* Begin Material *

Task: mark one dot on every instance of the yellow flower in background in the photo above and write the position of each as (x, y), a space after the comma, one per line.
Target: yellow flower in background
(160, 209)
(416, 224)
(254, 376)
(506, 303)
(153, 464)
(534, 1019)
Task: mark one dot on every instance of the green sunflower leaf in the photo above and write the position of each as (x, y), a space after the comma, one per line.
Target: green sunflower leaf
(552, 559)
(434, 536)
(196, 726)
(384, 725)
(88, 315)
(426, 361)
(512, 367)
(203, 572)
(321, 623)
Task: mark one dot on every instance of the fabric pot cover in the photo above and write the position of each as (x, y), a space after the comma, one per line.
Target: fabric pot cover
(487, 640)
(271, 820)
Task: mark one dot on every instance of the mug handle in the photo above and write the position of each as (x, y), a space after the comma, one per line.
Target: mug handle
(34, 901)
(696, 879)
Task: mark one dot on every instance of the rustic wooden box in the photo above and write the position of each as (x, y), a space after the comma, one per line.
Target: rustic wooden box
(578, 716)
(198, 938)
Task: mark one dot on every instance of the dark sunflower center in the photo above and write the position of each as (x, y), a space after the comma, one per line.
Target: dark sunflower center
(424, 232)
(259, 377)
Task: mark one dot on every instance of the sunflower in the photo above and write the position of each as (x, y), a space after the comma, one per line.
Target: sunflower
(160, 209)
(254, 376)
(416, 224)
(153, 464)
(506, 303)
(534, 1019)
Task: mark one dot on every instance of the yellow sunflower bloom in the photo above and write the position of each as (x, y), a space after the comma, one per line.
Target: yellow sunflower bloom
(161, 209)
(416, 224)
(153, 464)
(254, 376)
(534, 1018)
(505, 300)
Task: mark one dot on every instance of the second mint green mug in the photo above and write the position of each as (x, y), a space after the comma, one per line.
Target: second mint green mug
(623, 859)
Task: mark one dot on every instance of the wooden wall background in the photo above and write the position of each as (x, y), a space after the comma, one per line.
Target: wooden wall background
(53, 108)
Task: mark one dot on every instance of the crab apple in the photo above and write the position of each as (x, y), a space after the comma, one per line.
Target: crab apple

* End Material *

Can you give all the entries above again, replacing every "mark one dot" with "place a single dot" and leaving everything else unchanged?

Task: place a single dot on every instance of the yellow flower in background in the photo above and write the position of each as (x, y), a space after the comma, one per line.
Target: yellow flower in background
(160, 209)
(416, 224)
(254, 376)
(506, 303)
(153, 464)
(534, 1019)
Task: place a single dot on every instance of the green sunflower leaf in the photo above and write the position of each as (x, y), a space after the comma, one per line.
Target: green sunflower leaf
(552, 559)
(434, 536)
(196, 726)
(384, 725)
(88, 315)
(426, 361)
(512, 367)
(203, 572)
(321, 623)
Task: place a single dot on every instance of the fabric pot cover in the photo above and write the position of each as (x, y), a space after the comma, one per line.
Target: fabric pot cover
(487, 640)
(271, 820)
Task: place a single dot on every instance of the mug handle in the photo above and write the position of each as (x, y), a space after the comma, one per line.
Target: mug handle
(34, 901)
(696, 879)
Task: place a single dot on every instance of the rustic wooden box in the photo above and write the position of each as (x, y), a space after the comma, one per line.
Target: rustic wooden box
(578, 716)
(198, 938)
Task: place a single dot on every instance of the dark sunflower center in the photo above and write the position of each as (x, y), a space after the comma, one per line.
Target: dark sunflower center
(424, 232)
(259, 377)
Task: place a single dot on every instance of the sunflower in the photo above and write the position of each as (x, y), a space after the comma, one per line.
Target: sunflower
(160, 209)
(254, 376)
(416, 224)
(153, 464)
(506, 303)
(534, 1019)
Task: place a single dot on every instance of the yellow sunflower bloom in the photo above and write the position of each as (x, y), a space after the comma, one per line.
Target: yellow sunflower bloom
(161, 209)
(416, 224)
(153, 464)
(254, 376)
(534, 1018)
(505, 300)
Task: place a single dot on every instance of the second mint green mug in the photo above and write the position of each as (x, y), a space after the comma, one per line.
Target: second mint green mug
(623, 859)
Task: place a single dot on every instance of the wooden wall background in the photo above and write the position of each as (x, y), a space after the comma, one per line.
Target: wooden wall background
(53, 108)
Task: place a single dot on every instance of the crab apple in the photo above and write the position of each as (x, y), a space after the comma, one per line.
Target: crab apple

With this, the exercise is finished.